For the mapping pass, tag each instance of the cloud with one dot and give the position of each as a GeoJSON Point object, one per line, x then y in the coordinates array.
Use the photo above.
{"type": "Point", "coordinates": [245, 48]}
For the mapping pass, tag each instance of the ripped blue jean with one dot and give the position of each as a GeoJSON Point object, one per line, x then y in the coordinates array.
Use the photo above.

--

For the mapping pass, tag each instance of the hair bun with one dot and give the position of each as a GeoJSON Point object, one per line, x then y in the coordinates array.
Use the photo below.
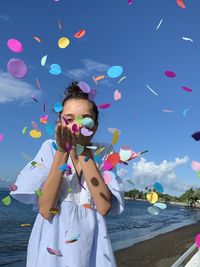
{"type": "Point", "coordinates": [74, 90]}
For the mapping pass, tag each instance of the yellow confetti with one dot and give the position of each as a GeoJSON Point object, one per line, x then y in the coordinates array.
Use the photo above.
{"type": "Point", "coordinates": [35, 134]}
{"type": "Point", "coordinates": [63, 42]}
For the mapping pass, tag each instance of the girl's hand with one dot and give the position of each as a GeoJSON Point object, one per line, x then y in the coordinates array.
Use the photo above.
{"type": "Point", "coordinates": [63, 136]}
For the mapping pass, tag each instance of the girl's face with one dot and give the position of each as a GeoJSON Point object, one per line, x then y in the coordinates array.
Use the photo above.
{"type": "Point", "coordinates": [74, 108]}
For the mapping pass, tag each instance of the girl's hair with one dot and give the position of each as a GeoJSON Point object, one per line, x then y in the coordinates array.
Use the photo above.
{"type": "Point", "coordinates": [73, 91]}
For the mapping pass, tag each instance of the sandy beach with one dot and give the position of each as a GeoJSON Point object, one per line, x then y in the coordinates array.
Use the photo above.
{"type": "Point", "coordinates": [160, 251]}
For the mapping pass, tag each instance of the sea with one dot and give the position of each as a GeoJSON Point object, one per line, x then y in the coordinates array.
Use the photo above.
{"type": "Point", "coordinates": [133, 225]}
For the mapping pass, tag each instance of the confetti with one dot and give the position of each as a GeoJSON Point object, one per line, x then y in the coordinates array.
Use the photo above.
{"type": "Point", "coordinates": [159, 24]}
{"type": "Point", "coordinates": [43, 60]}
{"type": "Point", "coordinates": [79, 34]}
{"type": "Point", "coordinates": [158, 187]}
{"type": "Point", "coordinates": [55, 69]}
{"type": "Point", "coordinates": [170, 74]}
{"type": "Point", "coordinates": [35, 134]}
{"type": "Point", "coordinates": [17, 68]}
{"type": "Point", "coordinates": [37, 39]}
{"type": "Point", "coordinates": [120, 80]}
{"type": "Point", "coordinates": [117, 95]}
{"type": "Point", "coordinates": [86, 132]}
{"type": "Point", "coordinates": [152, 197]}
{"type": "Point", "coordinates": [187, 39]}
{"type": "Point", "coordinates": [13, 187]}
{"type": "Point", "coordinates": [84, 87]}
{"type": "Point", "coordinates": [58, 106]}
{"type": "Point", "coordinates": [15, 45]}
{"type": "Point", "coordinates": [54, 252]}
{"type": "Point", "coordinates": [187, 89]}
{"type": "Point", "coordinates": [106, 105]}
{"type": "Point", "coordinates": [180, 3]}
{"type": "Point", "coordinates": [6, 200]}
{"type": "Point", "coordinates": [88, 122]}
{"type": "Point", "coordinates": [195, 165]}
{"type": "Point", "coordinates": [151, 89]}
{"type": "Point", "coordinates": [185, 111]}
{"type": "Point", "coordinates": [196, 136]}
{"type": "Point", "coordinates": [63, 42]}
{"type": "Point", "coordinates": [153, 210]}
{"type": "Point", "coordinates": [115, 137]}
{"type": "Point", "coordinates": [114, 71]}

• WHAT TO DO:
Lines of the listing above that include the string "girl" should each be copied.

• OUTPUT FOR THIS TASK:
For the mapping pass, tag each instance of the girl's hand with one dot and give the position of each as a GeoJSON Point object, one per line, x then y in the coordinates array.
For the mapping pass, tag each instance of the girl's face with one dot and give the position of each as a GeoJSON Point object, one per line, x then y in the coordinates array.
For the mapping pass, tag each instance of the girl's hair with one dot and give the position of each as a GeoJSON Point object, one per line, x then y in the coordinates array.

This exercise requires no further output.